- [Goal]: Reproduce every line of the data below verbatim, but leave out the pictures.

- [Listing]:
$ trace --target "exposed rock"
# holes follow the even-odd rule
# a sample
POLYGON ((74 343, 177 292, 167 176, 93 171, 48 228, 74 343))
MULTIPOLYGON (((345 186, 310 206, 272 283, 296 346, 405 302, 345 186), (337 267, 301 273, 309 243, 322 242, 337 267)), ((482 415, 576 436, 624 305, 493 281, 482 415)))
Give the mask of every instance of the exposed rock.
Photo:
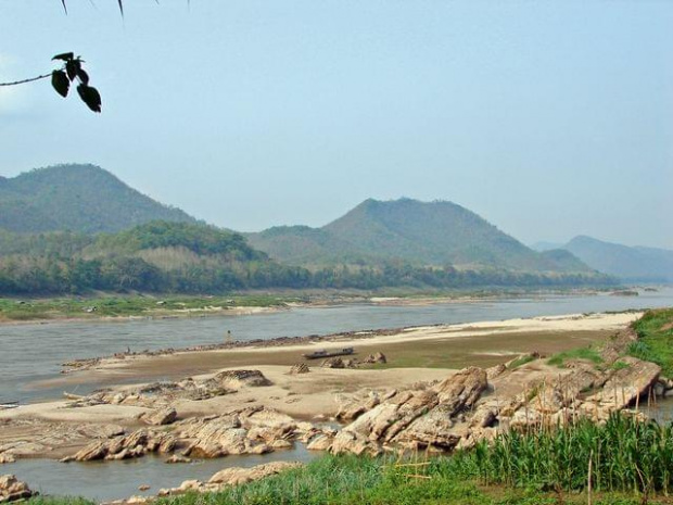
POLYGON ((74 456, 63 458, 62 462, 129 459, 147 453, 166 454, 175 449, 176 443, 176 439, 170 433, 140 429, 126 437, 92 442, 74 456))
POLYGON ((238 485, 275 476, 281 471, 291 470, 301 466, 301 463, 295 462, 274 462, 265 465, 257 465, 252 468, 225 468, 211 477, 208 483, 238 485))
POLYGON ((142 416, 142 421, 152 426, 170 425, 178 417, 178 413, 173 407, 162 408, 142 416))
POLYGON ((297 363, 290 368, 290 375, 300 375, 300 374, 308 374, 310 368, 305 363, 297 363))
POLYGON ((16 479, 15 476, 0 476, 0 503, 26 500, 37 493, 33 492, 28 484, 16 479))
POLYGON ((215 376, 215 380, 223 386, 229 388, 257 388, 262 386, 271 386, 271 381, 267 379, 259 370, 227 370, 215 376))
POLYGON ((602 389, 586 397, 585 409, 601 414, 626 408, 640 396, 647 397, 651 393, 661 374, 661 367, 655 363, 626 356, 620 358, 626 366, 612 374, 602 389))
POLYGON ((364 434, 350 430, 341 430, 334 437, 330 451, 333 454, 353 453, 353 454, 369 454, 371 456, 378 456, 382 453, 381 446, 364 434))
POLYGON ((14 463, 16 458, 9 453, 0 453, 0 465, 4 463, 14 463))
POLYGON ((369 364, 388 363, 388 359, 385 358, 385 354, 383 354, 382 352, 378 352, 378 353, 370 354, 369 356, 367 356, 363 363, 369 363, 369 364))
POLYGON ((191 441, 185 454, 192 457, 271 452, 276 441, 290 439, 297 427, 291 417, 263 407, 191 418, 176 426, 176 434, 191 441))
POLYGON ((208 482, 199 480, 186 480, 179 488, 162 489, 158 496, 172 496, 185 494, 188 492, 216 492, 228 485, 239 485, 245 482, 265 479, 282 471, 291 470, 303 466, 302 463, 293 462, 274 462, 264 465, 257 465, 252 468, 225 468, 215 474, 208 482))
POLYGON ((178 454, 174 454, 168 459, 166 459, 166 463, 168 463, 168 464, 191 463, 191 462, 192 460, 189 457, 180 456, 178 454))
MULTIPOLYGON (((393 392, 394 395, 396 391, 393 392)), ((392 397, 389 395, 386 397, 392 397)), ((385 396, 385 395, 384 395, 385 396)), ((367 411, 371 411, 379 403, 381 403, 381 395, 377 391, 358 391, 353 396, 341 401, 336 411, 336 419, 340 420, 354 420, 365 414, 367 411)))
POLYGON ((469 367, 430 389, 398 392, 344 427, 330 450, 378 454, 391 443, 452 449, 464 435, 455 430, 456 417, 472 408, 486 387, 485 370, 469 367))
POLYGON ((513 359, 510 359, 509 362, 505 363, 505 368, 509 369, 509 368, 512 368, 512 366, 516 365, 517 363, 523 364, 523 363, 532 362, 534 359, 539 359, 538 352, 520 354, 513 359))
POLYGON ((505 365, 504 363, 500 363, 499 365, 495 365, 495 366, 488 367, 488 368, 486 368, 486 379, 493 380, 496 377, 501 376, 506 371, 507 371, 507 365, 505 365))
POLYGON ((309 451, 329 451, 332 449, 333 440, 334 437, 329 434, 318 434, 306 445, 306 449, 309 451))
POLYGON ((328 357, 320 366, 322 368, 357 368, 359 362, 356 358, 342 358, 340 356, 328 357))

- [Result of this task]:
$ trace --target "exposed rock"
# holes follow the even-odd rule
# a sample
POLYGON ((74 343, 177 292, 167 176, 93 171, 48 228, 74 343))
MULTIPOLYGON (((345 186, 310 206, 272 283, 296 346, 405 302, 345 186), (337 267, 301 273, 309 243, 322 242, 337 267)), ((482 415, 576 436, 624 305, 493 281, 482 415)))
Give the mask of every instance of the exposed rock.
Photo:
POLYGON ((74 456, 63 458, 62 462, 129 459, 147 453, 166 454, 175 449, 176 443, 176 439, 170 433, 140 429, 126 437, 92 442, 74 456))
POLYGON ((238 485, 275 476, 281 471, 291 470, 301 466, 301 463, 295 462, 274 462, 265 465, 257 465, 252 468, 225 468, 211 477, 208 483, 238 485))
POLYGON ((142 416, 142 421, 152 426, 170 425, 178 417, 178 413, 173 407, 162 408, 142 416))
POLYGON ((297 363, 290 368, 290 375, 300 375, 300 374, 308 374, 310 368, 305 363, 297 363))
POLYGON ((16 479, 15 476, 0 476, 0 503, 26 500, 37 493, 33 492, 28 484, 16 479))
POLYGON ((215 376, 215 380, 223 386, 229 388, 257 388, 262 386, 271 386, 271 381, 267 379, 259 370, 227 370, 215 376))
POLYGON ((602 389, 586 397, 585 409, 601 414, 626 408, 640 396, 647 397, 651 393, 661 374, 661 367, 655 363, 626 356, 620 358, 626 366, 612 374, 602 389))
POLYGON ((364 434, 350 430, 341 430, 334 437, 330 451, 333 454, 353 453, 353 454, 369 454, 371 456, 378 456, 382 453, 381 446, 364 434))
POLYGON ((14 463, 16 458, 9 453, 0 453, 0 465, 4 463, 14 463))
POLYGON ((369 364, 388 363, 388 359, 385 358, 385 354, 383 354, 382 352, 378 352, 378 353, 370 354, 369 356, 367 356, 363 363, 369 363, 369 364))
POLYGON ((191 441, 185 454, 192 457, 271 452, 276 441, 290 439, 297 427, 291 417, 263 407, 191 418, 176 426, 176 434, 191 441))
POLYGON ((208 482, 199 480, 186 480, 179 488, 162 489, 158 496, 172 496, 185 494, 188 492, 216 492, 228 485, 239 485, 245 482, 265 479, 282 471, 291 470, 303 466, 302 463, 293 462, 274 462, 264 465, 257 465, 252 468, 225 468, 215 474, 208 482))
POLYGON ((178 454, 174 454, 168 459, 166 459, 166 463, 168 463, 168 464, 191 463, 191 462, 192 460, 189 457, 180 456, 178 454))
MULTIPOLYGON (((393 392, 394 395, 396 391, 393 392)), ((392 397, 389 395, 386 397, 392 397)), ((385 396, 385 395, 384 395, 385 396)), ((367 411, 371 411, 379 403, 381 403, 381 395, 377 391, 358 391, 353 396, 341 401, 336 411, 336 419, 340 420, 354 420, 365 414, 367 411)))
POLYGON ((469 367, 430 389, 398 392, 344 427, 330 450, 378 454, 391 443, 452 449, 464 435, 455 430, 456 417, 472 408, 486 387, 485 370, 469 367))
POLYGON ((513 359, 510 359, 509 362, 505 363, 505 368, 509 369, 509 368, 512 368, 512 366, 516 365, 517 363, 523 364, 523 363, 532 362, 534 359, 539 359, 538 352, 520 354, 513 359))
POLYGON ((505 365, 504 363, 500 363, 499 365, 495 365, 495 366, 488 367, 488 368, 486 368, 486 379, 493 380, 496 377, 501 376, 506 371, 507 371, 507 365, 505 365))
POLYGON ((309 451, 329 451, 332 449, 333 440, 334 437, 329 434, 318 434, 306 445, 306 449, 309 451))
POLYGON ((328 357, 320 366, 322 368, 357 368, 359 362, 356 358, 342 358, 340 356, 328 357))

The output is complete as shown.